* Auszug:
Interview Dr. Nicolas Dierks

Dr. Nicolas Dierks

Vertrauen als Basis: So gestalten wir die digitale Zukunft

Die digitale Transformation stellt Unter­nehmen vor neue Herausforderungen: Der Umgang mit Kundendaten, die Automati­sierung von Arbeitsprozessen und der zunehmende Einsatz von Künstlicher Intelligenz werfen nicht nur technische, sondern auch ethische Fragen auf. Wie können Unternehmen sicherstellen, dass sie neue Technologien verantwortungsvoll einsetzen und gleichzeitig das Vertrauen ihrer Kunden, Mitarbeiter und Partner gewinnen?

Unser Interview mit dem Philosophen und Ethik-Experten Dr. Nicolas Dierks beleuchtet die Bedeutung der digitalen Ethik im Mittelstand. Dr. Dierks vergleicht Vertrauen mit einem Versprechen und betont, dass klare Verantwortungsstrukturen die Grundlage für eine vertrauensvolle Zusammenarbeit sind. Er argumentiert, dass Vertrauen ein Schlüsselfaktor für erfolgreiche Innovation und Kooperation in der digitalen Welt ist.

Ethische Grundwerte, wie Transparenz, Ver­antwortungsbewusstsein und Fairness, bilden die Grundlage für dieses Vertrauen. Unternehmen, die diese Werte in ihrer Kultur verankern und aktiv leben, schaffen nicht nur ein positives Arbeitsklima, sondern stärken auch ihre Innovationskraft und Wettbewerbsfähigkeit.

* Datensatz:
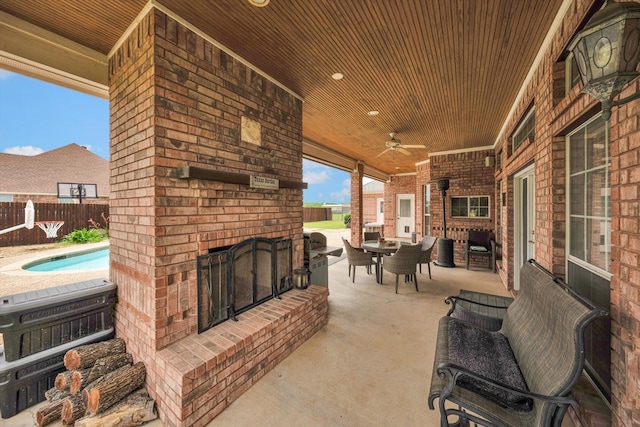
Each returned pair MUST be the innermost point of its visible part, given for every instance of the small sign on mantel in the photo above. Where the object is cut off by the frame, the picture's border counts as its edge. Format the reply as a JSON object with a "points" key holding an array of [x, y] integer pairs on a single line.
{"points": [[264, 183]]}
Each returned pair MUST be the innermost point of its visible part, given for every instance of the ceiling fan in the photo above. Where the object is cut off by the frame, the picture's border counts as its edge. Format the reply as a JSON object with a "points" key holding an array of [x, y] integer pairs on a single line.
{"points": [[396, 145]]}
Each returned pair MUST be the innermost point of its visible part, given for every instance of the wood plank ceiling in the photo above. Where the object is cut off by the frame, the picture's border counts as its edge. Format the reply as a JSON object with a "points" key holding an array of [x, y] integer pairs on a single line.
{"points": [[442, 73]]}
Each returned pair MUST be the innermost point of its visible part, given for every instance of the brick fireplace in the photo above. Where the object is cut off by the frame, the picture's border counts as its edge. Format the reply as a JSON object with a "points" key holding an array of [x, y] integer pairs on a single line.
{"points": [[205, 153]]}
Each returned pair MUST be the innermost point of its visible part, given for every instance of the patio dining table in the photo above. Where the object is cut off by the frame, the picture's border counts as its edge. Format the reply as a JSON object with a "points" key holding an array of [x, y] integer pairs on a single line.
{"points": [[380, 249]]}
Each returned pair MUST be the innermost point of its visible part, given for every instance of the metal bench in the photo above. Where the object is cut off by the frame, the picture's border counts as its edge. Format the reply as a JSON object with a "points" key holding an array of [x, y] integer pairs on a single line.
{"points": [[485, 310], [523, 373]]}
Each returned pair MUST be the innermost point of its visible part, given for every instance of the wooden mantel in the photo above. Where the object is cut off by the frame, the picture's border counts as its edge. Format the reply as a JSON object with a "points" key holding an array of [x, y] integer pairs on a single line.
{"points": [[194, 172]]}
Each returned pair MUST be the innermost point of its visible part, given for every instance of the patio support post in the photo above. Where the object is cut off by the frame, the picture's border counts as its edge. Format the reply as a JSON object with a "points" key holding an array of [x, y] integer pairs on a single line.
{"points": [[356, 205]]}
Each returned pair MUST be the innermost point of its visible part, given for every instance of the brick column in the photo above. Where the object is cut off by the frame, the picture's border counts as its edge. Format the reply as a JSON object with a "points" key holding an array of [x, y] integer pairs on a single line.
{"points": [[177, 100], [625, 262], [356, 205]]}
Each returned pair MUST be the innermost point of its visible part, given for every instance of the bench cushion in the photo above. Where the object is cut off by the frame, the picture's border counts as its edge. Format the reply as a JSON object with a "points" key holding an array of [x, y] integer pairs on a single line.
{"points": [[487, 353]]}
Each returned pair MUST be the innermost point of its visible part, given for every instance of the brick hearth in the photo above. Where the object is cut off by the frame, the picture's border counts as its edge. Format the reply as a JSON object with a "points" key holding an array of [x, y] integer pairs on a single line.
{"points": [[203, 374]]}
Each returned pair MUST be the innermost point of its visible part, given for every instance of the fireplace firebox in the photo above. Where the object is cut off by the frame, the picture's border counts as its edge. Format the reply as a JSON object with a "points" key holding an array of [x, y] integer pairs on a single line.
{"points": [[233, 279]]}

* * *

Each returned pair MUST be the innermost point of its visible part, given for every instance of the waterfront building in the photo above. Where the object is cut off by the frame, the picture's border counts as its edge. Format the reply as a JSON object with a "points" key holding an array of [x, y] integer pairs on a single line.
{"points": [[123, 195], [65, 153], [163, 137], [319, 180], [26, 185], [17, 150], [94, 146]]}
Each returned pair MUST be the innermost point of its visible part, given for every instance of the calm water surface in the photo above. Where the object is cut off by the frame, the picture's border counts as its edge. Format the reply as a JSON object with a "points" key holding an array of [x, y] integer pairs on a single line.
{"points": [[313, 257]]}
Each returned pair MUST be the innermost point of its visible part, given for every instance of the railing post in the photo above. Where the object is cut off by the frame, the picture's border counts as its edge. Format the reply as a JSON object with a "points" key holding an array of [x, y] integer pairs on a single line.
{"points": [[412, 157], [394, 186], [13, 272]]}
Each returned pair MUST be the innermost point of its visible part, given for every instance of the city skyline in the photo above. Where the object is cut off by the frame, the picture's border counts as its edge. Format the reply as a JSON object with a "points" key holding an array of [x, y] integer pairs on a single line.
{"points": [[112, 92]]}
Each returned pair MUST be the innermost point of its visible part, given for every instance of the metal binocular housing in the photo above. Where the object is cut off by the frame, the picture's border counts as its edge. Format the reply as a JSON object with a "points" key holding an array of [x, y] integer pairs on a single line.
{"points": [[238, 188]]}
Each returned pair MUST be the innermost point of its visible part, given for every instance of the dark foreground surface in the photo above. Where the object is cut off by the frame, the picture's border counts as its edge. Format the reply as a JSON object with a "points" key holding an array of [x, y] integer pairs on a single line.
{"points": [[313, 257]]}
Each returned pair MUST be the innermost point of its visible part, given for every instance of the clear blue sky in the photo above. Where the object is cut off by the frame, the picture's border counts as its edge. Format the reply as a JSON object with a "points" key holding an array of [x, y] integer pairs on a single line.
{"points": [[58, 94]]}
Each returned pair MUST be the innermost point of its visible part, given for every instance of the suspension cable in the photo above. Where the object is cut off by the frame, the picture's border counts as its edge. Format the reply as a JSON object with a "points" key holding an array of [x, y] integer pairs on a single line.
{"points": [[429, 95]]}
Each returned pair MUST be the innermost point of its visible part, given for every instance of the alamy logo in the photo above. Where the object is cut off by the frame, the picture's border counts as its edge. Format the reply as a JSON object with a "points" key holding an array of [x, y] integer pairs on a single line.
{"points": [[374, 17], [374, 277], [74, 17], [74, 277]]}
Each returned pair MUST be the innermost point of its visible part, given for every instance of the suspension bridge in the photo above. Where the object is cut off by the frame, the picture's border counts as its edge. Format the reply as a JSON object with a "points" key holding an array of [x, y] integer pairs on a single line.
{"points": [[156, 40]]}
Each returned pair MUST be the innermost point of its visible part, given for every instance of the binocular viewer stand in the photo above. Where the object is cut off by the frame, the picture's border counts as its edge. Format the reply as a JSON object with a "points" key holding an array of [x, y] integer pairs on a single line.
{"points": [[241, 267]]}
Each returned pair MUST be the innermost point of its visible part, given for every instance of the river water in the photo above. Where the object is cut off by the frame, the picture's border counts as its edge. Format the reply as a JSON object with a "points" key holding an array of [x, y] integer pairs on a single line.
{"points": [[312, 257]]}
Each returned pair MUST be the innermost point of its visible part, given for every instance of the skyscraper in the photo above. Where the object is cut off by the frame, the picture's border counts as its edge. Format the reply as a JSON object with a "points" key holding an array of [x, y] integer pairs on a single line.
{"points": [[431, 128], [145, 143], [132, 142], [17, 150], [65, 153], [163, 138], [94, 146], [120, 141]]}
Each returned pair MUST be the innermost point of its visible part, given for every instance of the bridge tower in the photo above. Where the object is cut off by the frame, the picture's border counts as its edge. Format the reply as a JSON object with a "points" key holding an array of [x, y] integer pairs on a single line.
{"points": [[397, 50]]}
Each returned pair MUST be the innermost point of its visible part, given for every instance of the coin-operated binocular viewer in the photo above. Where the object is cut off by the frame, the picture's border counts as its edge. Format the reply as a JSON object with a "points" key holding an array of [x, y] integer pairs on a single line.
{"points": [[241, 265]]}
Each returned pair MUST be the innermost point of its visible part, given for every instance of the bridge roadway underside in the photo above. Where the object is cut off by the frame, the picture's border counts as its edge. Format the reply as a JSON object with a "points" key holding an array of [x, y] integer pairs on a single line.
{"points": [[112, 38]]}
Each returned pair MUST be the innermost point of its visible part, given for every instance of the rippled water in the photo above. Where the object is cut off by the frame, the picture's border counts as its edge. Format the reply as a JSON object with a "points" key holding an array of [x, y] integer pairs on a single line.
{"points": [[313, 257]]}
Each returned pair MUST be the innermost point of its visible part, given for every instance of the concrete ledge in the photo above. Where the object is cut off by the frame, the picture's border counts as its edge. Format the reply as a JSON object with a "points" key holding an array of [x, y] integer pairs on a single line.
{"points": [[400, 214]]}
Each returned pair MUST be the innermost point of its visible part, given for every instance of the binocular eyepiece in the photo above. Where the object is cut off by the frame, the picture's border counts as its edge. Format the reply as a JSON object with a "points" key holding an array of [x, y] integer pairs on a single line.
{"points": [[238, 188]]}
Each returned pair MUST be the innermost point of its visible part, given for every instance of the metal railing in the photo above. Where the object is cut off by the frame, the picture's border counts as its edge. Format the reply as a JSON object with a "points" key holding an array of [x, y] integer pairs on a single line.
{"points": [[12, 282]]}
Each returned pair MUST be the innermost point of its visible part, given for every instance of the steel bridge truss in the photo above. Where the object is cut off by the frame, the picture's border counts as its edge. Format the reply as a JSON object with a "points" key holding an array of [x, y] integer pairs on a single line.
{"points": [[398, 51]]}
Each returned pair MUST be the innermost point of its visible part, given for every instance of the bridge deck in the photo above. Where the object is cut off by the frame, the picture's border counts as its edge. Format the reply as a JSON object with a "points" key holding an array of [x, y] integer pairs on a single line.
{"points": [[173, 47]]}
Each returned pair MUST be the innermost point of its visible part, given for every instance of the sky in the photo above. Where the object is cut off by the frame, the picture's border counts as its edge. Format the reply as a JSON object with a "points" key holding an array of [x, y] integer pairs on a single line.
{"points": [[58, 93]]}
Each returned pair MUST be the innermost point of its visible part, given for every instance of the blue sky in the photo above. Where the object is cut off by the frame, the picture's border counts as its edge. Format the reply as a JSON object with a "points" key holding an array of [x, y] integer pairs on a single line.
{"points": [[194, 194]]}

* Aufgabe 1:
Womit vergleicht Dr. Nicolas Dierks im Auszug zur digitalen Ethik das Vertrauen?
* Aufgabe 2:
Setze den Auszug zur digitalen Ethik im Mittelstand nach seinem letzten Satz fort.
Die Zeilen werden hierfür nicht gebraucht.

* Antwort 1:
Mit einem Versprechen.

* Antwort 2:
Dr. Nicolas Dierks

Dr. Nicolas Dierks

ist promovierter Philosoph, Keynote-Speaker und Host des Podcasts „smart aber fair“. Er schreibt philosophische Sachbücher, wie den SPIEGEL-Bestseller „Was tue ich hier eigentlich?“. Zuletzt publizierte er 2023 das wirtschafts-philosophische Buch „Ökonomie neu denken“ (2023). Er leitet das CAS-Zertifikatsstudium „Digitale Ethik“ an der Professional School der Leuphana Universität Lüneburg.

Mehr unter nicolas-dierks.de

Interview

Ingo Rütten: Lieber Nicolas Dierks, Sie befassen sich in Ihren Publikationen und als Dozent mit der „Digitalen Ethik“. Warum sollte sich die Wirtschaft eigentlich für solche philosophischen Fragen interessieren?

Nicolas Dierks: Weil auch die Wirtschaft auf Vertrauen angewiesen ist, um zu florieren – gerade auch in Krisen. Mitte der 2010er-Jahre verpassten einige Ereignisse den bis dahin rasant wachsenden Digitalkonzernen einen Dämpfer: die NSA-Enthüllungen von Edward Snowden 2013, der Cambridge-Analytica-Skandal 2018 sowie Datenskandale auch bei uns in Europa. Das führte zu einem massiven Misstrauen der Nutzerinnen und Nutzer. Auch Börsenkurse brachen ein. Viele Unternehmen mussten erkennen: Was wir mit digitaler Technologie tun, holt uns am Ende ein. Wer heute ein digitales Geschäftsmodell hat oder eine digitale Transformation vollziehen will, muss bei Mitarbeitenden, Partnern, Kunden oder auch der Öffentlichkeit als hinreichend vertrauenswürdig gelten.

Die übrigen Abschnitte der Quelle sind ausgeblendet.